Direction -
Please rename every "Query" to "Prompt" in the records below and write them out again, leaving all else unchanged.
-- Start of Entries provided --
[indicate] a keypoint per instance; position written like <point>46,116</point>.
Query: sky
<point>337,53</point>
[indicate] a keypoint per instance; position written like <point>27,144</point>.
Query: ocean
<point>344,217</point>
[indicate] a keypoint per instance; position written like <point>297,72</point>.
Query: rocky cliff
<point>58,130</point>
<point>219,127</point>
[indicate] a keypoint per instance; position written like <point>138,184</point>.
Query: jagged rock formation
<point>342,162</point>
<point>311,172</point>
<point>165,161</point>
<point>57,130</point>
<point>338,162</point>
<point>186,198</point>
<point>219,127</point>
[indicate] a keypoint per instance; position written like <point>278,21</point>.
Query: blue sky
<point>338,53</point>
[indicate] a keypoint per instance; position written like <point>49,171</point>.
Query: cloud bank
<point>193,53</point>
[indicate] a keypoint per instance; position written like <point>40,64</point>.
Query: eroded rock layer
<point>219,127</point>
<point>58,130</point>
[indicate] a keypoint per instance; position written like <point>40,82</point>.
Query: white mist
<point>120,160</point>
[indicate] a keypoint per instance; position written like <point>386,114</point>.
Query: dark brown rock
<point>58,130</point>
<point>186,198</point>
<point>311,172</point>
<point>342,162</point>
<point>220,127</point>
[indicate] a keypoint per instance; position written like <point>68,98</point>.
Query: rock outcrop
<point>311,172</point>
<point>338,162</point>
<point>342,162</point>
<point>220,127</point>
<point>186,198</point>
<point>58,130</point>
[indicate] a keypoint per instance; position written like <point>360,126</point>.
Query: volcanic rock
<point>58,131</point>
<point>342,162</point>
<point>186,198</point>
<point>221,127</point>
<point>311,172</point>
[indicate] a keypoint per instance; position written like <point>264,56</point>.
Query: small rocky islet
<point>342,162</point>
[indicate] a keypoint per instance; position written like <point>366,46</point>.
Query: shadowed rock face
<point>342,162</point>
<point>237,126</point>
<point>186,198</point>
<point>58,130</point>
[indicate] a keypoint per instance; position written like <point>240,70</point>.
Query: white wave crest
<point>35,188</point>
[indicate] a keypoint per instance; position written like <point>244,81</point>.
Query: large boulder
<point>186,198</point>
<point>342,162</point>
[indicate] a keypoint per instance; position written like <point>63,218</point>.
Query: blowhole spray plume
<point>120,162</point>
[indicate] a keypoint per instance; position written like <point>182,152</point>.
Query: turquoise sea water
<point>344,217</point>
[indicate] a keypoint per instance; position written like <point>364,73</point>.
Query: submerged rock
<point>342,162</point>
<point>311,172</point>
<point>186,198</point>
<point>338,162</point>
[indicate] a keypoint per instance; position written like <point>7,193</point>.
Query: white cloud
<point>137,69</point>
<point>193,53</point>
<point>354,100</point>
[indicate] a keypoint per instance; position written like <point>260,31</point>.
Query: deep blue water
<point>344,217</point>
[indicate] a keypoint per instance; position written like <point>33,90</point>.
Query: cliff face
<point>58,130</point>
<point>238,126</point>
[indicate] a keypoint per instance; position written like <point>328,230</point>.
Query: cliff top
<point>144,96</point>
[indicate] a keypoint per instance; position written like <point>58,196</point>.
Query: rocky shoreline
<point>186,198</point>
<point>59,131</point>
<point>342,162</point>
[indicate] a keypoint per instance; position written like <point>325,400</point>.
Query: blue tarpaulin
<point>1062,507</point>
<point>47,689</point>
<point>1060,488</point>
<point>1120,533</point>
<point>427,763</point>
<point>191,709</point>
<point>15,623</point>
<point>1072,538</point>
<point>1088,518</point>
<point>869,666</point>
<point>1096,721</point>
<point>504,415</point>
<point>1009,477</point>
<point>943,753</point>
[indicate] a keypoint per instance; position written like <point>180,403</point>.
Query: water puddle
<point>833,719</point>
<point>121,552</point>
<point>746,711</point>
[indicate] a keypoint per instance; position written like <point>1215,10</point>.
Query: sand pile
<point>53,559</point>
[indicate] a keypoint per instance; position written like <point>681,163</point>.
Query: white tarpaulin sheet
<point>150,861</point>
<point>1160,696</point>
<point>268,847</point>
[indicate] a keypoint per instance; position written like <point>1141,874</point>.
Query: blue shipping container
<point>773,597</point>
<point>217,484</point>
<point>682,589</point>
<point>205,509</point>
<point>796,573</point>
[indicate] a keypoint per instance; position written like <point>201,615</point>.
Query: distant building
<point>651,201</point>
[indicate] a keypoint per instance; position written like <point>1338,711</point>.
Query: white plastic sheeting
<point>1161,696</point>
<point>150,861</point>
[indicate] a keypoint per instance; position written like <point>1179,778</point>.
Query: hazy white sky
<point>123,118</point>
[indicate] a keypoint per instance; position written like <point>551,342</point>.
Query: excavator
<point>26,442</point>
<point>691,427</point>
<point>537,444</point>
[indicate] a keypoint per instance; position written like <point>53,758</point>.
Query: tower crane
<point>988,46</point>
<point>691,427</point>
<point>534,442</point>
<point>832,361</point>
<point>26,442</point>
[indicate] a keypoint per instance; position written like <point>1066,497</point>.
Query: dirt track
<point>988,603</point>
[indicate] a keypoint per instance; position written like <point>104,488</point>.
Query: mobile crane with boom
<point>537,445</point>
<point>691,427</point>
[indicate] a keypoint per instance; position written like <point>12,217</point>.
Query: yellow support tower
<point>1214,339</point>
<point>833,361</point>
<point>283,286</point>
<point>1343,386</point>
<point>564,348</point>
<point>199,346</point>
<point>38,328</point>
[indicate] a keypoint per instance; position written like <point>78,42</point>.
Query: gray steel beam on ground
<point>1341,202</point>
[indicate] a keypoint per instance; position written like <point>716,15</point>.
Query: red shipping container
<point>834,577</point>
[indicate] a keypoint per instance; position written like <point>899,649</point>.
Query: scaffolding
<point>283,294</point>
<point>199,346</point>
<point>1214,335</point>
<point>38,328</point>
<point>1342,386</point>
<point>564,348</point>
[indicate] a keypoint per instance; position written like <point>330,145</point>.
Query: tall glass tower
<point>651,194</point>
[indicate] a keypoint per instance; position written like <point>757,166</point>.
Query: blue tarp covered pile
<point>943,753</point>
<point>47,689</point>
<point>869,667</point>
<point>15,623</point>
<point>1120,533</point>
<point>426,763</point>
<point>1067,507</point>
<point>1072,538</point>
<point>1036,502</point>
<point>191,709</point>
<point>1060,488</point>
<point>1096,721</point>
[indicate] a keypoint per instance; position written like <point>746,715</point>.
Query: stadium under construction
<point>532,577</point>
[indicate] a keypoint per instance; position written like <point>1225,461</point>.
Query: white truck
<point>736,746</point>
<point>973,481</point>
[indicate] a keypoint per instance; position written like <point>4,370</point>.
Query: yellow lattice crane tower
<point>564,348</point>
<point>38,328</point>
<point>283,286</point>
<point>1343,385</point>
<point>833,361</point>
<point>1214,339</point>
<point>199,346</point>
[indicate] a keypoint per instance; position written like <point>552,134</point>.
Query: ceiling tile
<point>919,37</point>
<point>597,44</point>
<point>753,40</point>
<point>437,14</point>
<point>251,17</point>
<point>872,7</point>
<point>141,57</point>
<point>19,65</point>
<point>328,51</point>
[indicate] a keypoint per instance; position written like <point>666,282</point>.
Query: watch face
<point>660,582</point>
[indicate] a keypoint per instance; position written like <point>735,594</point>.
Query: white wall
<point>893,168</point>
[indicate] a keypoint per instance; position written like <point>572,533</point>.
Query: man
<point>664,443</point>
-- End of Entries provided --
Expected output -
[indicate] a keypoint per instance; position written like <point>46,116</point>.
Prompt: sky
<point>337,53</point>
[indicate] a keypoint per instance; position written like <point>27,144</point>.
Prompt: ocean
<point>344,217</point>
[indicate] a keypoint per instance; position written like <point>297,72</point>.
Prompt: rocky cliff
<point>58,130</point>
<point>219,127</point>
[indicate] a keypoint per instance; position written like <point>138,184</point>.
Prompt: jagged rock formation
<point>342,162</point>
<point>311,172</point>
<point>165,161</point>
<point>57,130</point>
<point>338,162</point>
<point>186,198</point>
<point>219,127</point>
[indicate] a keypoint per instance; position written like <point>278,21</point>.
Prompt: blue sky
<point>338,53</point>
[indicate] a keypoint per instance; position written like <point>49,171</point>.
Prompt: cloud bank
<point>193,53</point>
[indicate] a keypoint per instance; position written like <point>40,64</point>.
Prompt: eroded rock layer
<point>219,127</point>
<point>58,130</point>
[indicate] a keypoint per instance; position written like <point>40,82</point>.
Prompt: white mist
<point>120,160</point>
[indicate] a keypoint per instance; position written like <point>386,114</point>.
Prompt: dark brown rock
<point>58,130</point>
<point>186,198</point>
<point>311,172</point>
<point>342,162</point>
<point>220,127</point>
[indicate] a keypoint per instance; position written like <point>68,98</point>.
Prompt: rock outcrop
<point>311,172</point>
<point>338,162</point>
<point>342,162</point>
<point>220,127</point>
<point>186,198</point>
<point>58,130</point>
[indicate] a keypoint per instance; position written like <point>360,126</point>.
Prompt: volcanic rock
<point>58,131</point>
<point>342,162</point>
<point>186,198</point>
<point>221,127</point>
<point>311,172</point>
[indicate] a keypoint per instance; position written like <point>264,56</point>.
Prompt: small rocky islet
<point>342,162</point>
[indicate] a keypoint per instance; position written like <point>366,46</point>.
Prompt: shadowed rock face
<point>342,162</point>
<point>237,126</point>
<point>186,198</point>
<point>58,130</point>
[indicate] a keypoint per instance; position written like <point>240,70</point>.
Prompt: white wave crest
<point>35,188</point>
[indicate] a keypoint per instance; position written like <point>244,81</point>.
Prompt: large boulder
<point>186,198</point>
<point>342,162</point>
[indicate] a keypoint per instance; position written like <point>63,218</point>.
Prompt: blowhole spray plume
<point>120,162</point>
[indicate] a keypoint per instance; position written like <point>182,152</point>.
Prompt: turquoise sea water
<point>344,217</point>
[indicate] a keypoint per instance; position written like <point>364,73</point>.
Prompt: submerged rock
<point>342,162</point>
<point>311,172</point>
<point>186,198</point>
<point>338,162</point>
[indicate] a keypoint per instance; position written like <point>7,193</point>.
Prompt: white cloud
<point>137,69</point>
<point>193,53</point>
<point>354,100</point>
[indicate] a keypoint per instance; position written like <point>260,31</point>.
Prompt: deep blue water
<point>344,217</point>
[indicate] a keypoint per instance; position written like <point>33,90</point>.
Prompt: cliff face
<point>58,130</point>
<point>238,126</point>
[indicate] a keypoint per instance; position written like <point>328,230</point>.
Prompt: cliff top
<point>144,96</point>
[indicate] a keypoint per instance; position written like <point>58,196</point>.
Prompt: rocky shoreline
<point>186,198</point>
<point>59,131</point>
<point>342,162</point>
[indicate] a keypoint per instance; position written like <point>325,400</point>.
Prompt: blue tarpaulin
<point>1062,507</point>
<point>47,689</point>
<point>1060,488</point>
<point>1120,533</point>
<point>427,763</point>
<point>191,709</point>
<point>15,623</point>
<point>1072,538</point>
<point>1088,518</point>
<point>869,666</point>
<point>1096,721</point>
<point>504,415</point>
<point>1009,477</point>
<point>943,753</point>
[indicate] a keypoint per instance; position written like <point>180,403</point>.
Prompt: water puddle
<point>833,719</point>
<point>121,552</point>
<point>746,711</point>
[indicate] a keypoint per instance; position written like <point>1215,10</point>.
Prompt: sand pile
<point>53,559</point>
[indicate] a keypoint per instance; position written like <point>681,163</point>.
Prompt: white tarpaulin sheet
<point>150,861</point>
<point>1160,696</point>
<point>268,847</point>
[indicate] a keypoint per instance; position written like <point>1141,874</point>.
Prompt: blue shipping container
<point>773,597</point>
<point>217,484</point>
<point>682,589</point>
<point>205,509</point>
<point>796,573</point>
[indicate] a keypoint per instance; position written like <point>201,615</point>.
Prompt: distant building
<point>651,201</point>
[indicate] a keypoint per instance; position written like <point>1338,711</point>.
Prompt: white plastic sheeting
<point>1161,696</point>
<point>150,861</point>
[indicate] a keypoint per instance; position written like <point>1179,778</point>.
Prompt: hazy white sky
<point>123,118</point>
[indicate] a keypoint per instance; position written like <point>551,342</point>.
Prompt: excavator
<point>26,442</point>
<point>691,427</point>
<point>537,444</point>
[indicate] a keypoint per instance; position written like <point>53,758</point>.
Prompt: tower crane
<point>988,46</point>
<point>691,427</point>
<point>534,442</point>
<point>832,361</point>
<point>26,442</point>
[indicate] a keypoint per instance; position written like <point>1066,497</point>.
Prompt: dirt track
<point>988,603</point>
[indicate] a keypoint per instance; position written like <point>104,488</point>.
Prompt: mobile crane with boom
<point>537,445</point>
<point>691,427</point>
[indicate] a keypoint per instance; position written like <point>12,217</point>.
Prompt: yellow support tower
<point>1214,339</point>
<point>833,361</point>
<point>283,286</point>
<point>1343,386</point>
<point>564,348</point>
<point>199,346</point>
<point>38,328</point>
[indicate] a keypoint per instance; position written like <point>78,42</point>.
Prompt: gray steel beam on ground
<point>1341,202</point>
[indicate] a keypoint per instance; position written like <point>716,15</point>.
Prompt: red shipping container
<point>834,577</point>
[indicate] a keypoint per instance; position written like <point>899,649</point>.
Prompt: scaffolding
<point>283,294</point>
<point>199,346</point>
<point>1214,335</point>
<point>38,328</point>
<point>1342,386</point>
<point>564,348</point>
[indicate] a keypoint per instance; position written like <point>330,145</point>.
Prompt: tall glass tower
<point>651,194</point>
[indicate] a keypoint per instance; position written like <point>757,166</point>.
Prompt: blue tarp covered pile
<point>943,753</point>
<point>47,689</point>
<point>869,667</point>
<point>15,623</point>
<point>1120,533</point>
<point>426,763</point>
<point>1067,507</point>
<point>1072,538</point>
<point>1036,502</point>
<point>191,709</point>
<point>1060,488</point>
<point>1096,721</point>
[indicate] a keypoint per instance; position written like <point>746,715</point>.
Prompt: stadium under construction
<point>532,577</point>
[indicate] a keypoint per instance; position written like <point>1225,461</point>.
Prompt: white truck
<point>736,746</point>
<point>973,481</point>
[indicate] a keypoint per instance; position written like <point>4,370</point>.
Prompt: yellow lattice crane tower
<point>564,348</point>
<point>38,328</point>
<point>283,286</point>
<point>1343,385</point>
<point>833,361</point>
<point>1214,339</point>
<point>199,346</point>
[indicate] a keypoint per instance; position written like <point>552,134</point>.
Prompt: ceiling tile
<point>919,37</point>
<point>597,44</point>
<point>753,40</point>
<point>437,14</point>
<point>251,17</point>
<point>872,7</point>
<point>141,57</point>
<point>19,65</point>
<point>328,51</point>
[indicate] a keypoint per instance; position written like <point>666,282</point>.
Prompt: watch face
<point>660,582</point>
[indicate] a keypoint per instance; position written like <point>735,594</point>.
Prompt: white wall
<point>893,168</point>
[indicate] a keypoint per instance; position written like <point>572,533</point>.
Prompt: man
<point>664,443</point>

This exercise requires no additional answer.